▸ PROBLEM DETAILS
Below, format the lines from the one containing "Where can the woman's fingers" to the one containing "(402, 1178)" as a JSON list of strings, one string per line, leaving out blank lines.

(Pointing and labeling entries)
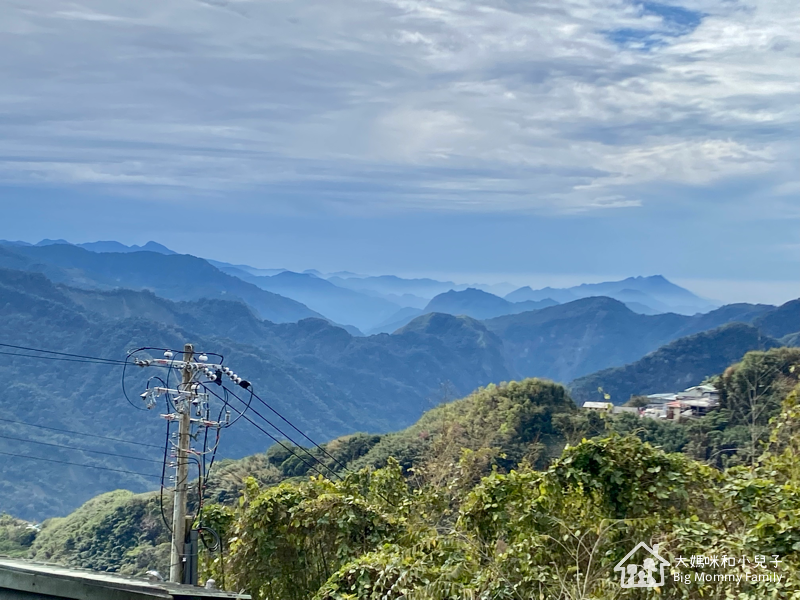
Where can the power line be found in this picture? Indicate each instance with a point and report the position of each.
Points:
(94, 435)
(64, 462)
(271, 424)
(320, 448)
(276, 440)
(80, 360)
(108, 360)
(8, 437)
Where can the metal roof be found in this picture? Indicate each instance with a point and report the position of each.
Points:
(32, 581)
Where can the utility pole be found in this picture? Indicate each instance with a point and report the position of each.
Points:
(184, 408)
(188, 397)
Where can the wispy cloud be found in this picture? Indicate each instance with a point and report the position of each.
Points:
(441, 104)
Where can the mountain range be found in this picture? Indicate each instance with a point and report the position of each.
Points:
(371, 304)
(330, 380)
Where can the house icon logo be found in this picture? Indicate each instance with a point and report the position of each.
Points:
(642, 567)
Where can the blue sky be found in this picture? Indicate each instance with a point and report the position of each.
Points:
(538, 142)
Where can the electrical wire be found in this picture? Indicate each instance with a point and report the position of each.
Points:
(296, 429)
(8, 437)
(176, 351)
(102, 437)
(95, 358)
(320, 448)
(79, 360)
(124, 391)
(276, 440)
(64, 462)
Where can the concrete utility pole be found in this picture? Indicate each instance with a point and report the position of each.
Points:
(189, 396)
(182, 473)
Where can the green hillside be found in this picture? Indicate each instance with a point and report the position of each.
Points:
(499, 425)
(680, 364)
(326, 381)
(486, 502)
(578, 338)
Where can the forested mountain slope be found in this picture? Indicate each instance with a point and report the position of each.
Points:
(571, 340)
(678, 365)
(325, 380)
(175, 276)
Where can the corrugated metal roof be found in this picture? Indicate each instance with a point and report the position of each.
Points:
(38, 580)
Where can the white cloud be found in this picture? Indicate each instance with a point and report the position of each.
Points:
(555, 106)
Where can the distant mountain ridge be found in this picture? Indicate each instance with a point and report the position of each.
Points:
(173, 276)
(654, 292)
(678, 365)
(570, 340)
(325, 380)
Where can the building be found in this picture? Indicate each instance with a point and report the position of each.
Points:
(691, 403)
(24, 580)
(599, 406)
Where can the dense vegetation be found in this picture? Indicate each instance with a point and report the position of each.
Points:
(523, 533)
(573, 340)
(326, 381)
(676, 366)
(510, 492)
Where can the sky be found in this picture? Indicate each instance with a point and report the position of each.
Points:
(534, 142)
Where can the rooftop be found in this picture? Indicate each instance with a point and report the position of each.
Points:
(34, 581)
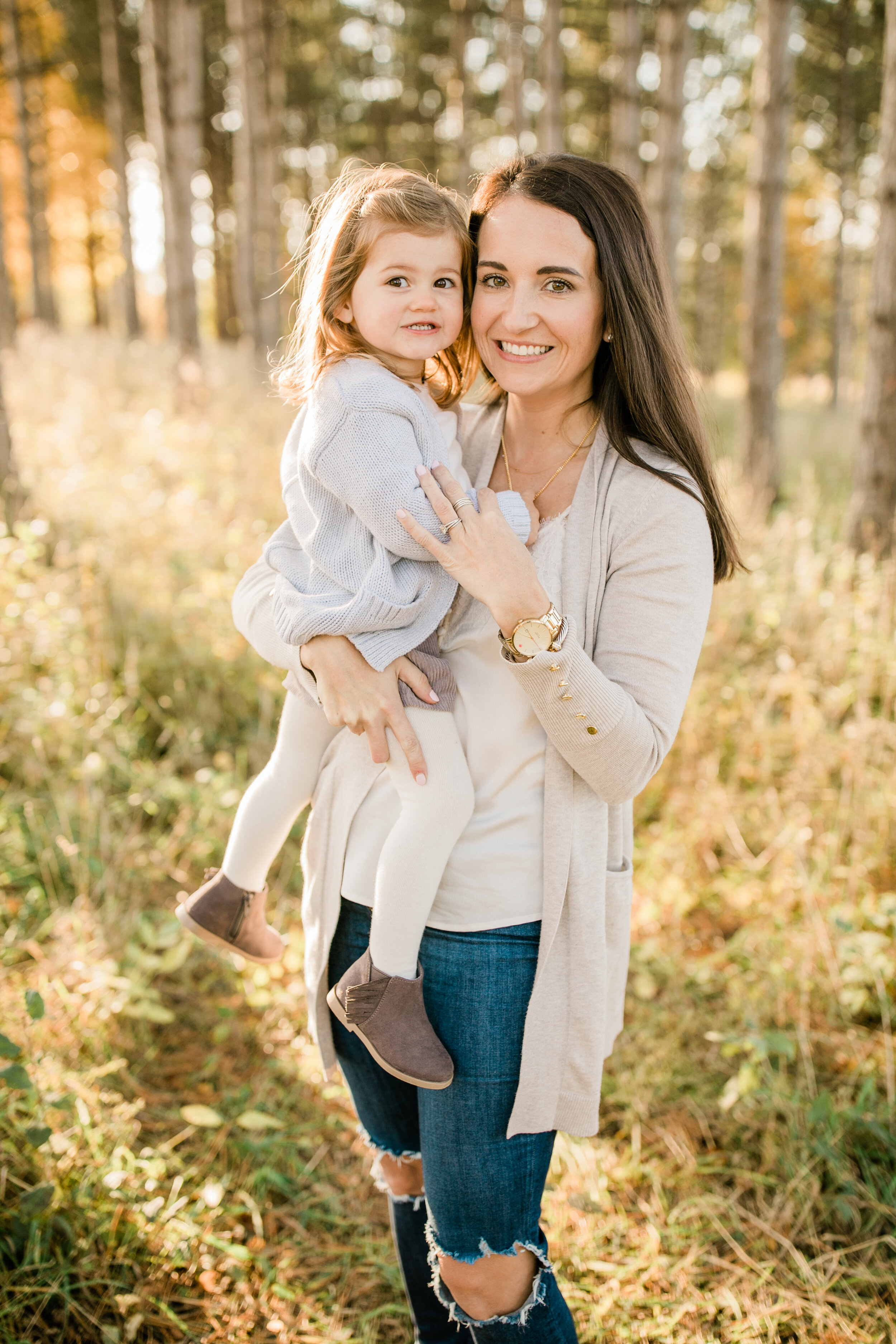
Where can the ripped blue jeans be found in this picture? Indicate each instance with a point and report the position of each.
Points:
(483, 1190)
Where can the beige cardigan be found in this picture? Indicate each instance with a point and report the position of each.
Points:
(637, 584)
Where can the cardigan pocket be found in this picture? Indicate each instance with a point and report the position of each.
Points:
(619, 939)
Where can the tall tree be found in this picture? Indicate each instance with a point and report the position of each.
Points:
(258, 75)
(871, 516)
(551, 120)
(115, 118)
(171, 80)
(847, 174)
(765, 244)
(11, 488)
(23, 61)
(7, 297)
(625, 99)
(664, 179)
(460, 91)
(515, 66)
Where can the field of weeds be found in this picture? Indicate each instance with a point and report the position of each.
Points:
(174, 1166)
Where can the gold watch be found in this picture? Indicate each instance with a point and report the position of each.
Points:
(537, 635)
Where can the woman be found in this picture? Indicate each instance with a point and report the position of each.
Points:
(574, 663)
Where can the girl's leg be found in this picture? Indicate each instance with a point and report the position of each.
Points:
(413, 859)
(276, 797)
(387, 1112)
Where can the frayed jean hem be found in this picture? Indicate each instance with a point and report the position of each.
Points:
(456, 1312)
(404, 1158)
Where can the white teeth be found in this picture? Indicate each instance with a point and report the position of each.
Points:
(523, 350)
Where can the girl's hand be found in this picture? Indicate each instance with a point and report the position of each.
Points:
(483, 553)
(358, 698)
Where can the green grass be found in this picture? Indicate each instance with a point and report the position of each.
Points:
(743, 1185)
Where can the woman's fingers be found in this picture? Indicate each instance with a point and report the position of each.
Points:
(421, 535)
(406, 738)
(418, 682)
(452, 490)
(443, 506)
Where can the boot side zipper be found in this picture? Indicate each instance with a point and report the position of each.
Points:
(240, 919)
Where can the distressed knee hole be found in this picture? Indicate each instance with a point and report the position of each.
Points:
(495, 1287)
(402, 1178)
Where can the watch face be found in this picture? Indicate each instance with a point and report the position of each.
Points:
(531, 638)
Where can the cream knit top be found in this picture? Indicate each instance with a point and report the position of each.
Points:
(494, 877)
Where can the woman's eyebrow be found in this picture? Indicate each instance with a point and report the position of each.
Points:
(558, 271)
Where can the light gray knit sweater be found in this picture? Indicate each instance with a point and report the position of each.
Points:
(348, 466)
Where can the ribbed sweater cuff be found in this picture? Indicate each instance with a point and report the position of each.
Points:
(576, 701)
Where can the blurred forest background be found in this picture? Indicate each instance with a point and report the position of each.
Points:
(172, 1163)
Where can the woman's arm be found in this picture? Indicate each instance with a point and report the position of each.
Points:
(334, 672)
(616, 718)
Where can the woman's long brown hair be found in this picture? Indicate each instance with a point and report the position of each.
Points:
(641, 380)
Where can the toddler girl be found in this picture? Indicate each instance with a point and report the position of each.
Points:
(386, 295)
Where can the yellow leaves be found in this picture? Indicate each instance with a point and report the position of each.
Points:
(201, 1116)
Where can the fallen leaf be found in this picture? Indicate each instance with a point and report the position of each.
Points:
(202, 1116)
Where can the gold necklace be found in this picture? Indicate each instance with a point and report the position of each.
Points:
(507, 466)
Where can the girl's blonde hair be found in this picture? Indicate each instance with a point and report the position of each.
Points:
(346, 222)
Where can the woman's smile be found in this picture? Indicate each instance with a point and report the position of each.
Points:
(516, 351)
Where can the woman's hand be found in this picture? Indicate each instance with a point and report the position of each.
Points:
(358, 698)
(483, 553)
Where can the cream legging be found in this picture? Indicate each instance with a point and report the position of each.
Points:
(417, 849)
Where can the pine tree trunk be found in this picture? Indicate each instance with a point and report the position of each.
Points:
(710, 277)
(625, 97)
(7, 297)
(847, 172)
(257, 273)
(171, 81)
(27, 93)
(765, 245)
(551, 119)
(515, 66)
(113, 111)
(871, 515)
(11, 491)
(666, 177)
(460, 95)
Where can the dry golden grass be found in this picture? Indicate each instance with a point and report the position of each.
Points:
(745, 1183)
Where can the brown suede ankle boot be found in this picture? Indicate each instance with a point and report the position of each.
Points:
(387, 1014)
(228, 917)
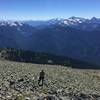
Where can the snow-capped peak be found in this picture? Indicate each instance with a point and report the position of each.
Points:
(10, 23)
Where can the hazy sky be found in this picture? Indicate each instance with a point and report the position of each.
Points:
(47, 9)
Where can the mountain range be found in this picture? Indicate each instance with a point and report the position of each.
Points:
(74, 37)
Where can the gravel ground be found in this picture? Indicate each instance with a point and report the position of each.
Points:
(19, 81)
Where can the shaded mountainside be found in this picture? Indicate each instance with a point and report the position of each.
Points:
(55, 38)
(19, 81)
(43, 58)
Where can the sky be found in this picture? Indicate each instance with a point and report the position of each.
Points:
(48, 9)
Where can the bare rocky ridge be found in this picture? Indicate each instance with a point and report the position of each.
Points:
(19, 81)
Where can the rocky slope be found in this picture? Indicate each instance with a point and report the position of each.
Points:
(18, 81)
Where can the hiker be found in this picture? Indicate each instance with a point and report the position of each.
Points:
(41, 77)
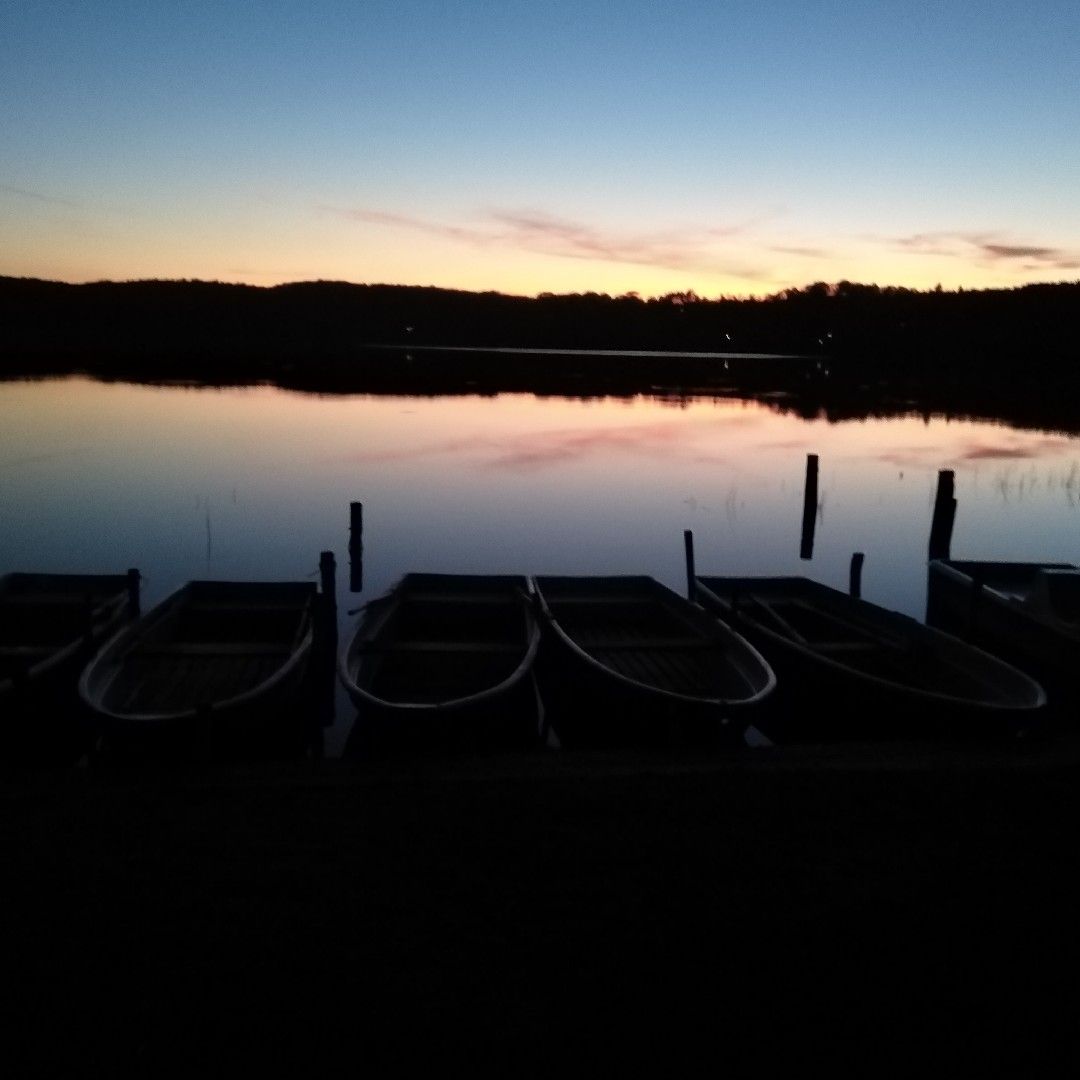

▸ ANSWER TO THIS TASK
[
  "Where can the woman's fingers be found in this picture? Indicate each instance with a point and report the position of each.",
  "Points:",
  "(421, 535)",
  "(406, 738)",
  "(418, 682)",
  "(452, 490)",
  "(443, 506)",
  "Where can the boot side zipper be found in this picture? Indicate each instance with a point and report the position of each.",
  "Points:",
  "(240, 919)",
  "Where can the distressed knee hole be found in this picture? Indicate each instance with a point and report the position of each.",
  "Points:",
  "(495, 1287)",
  "(402, 1178)"
]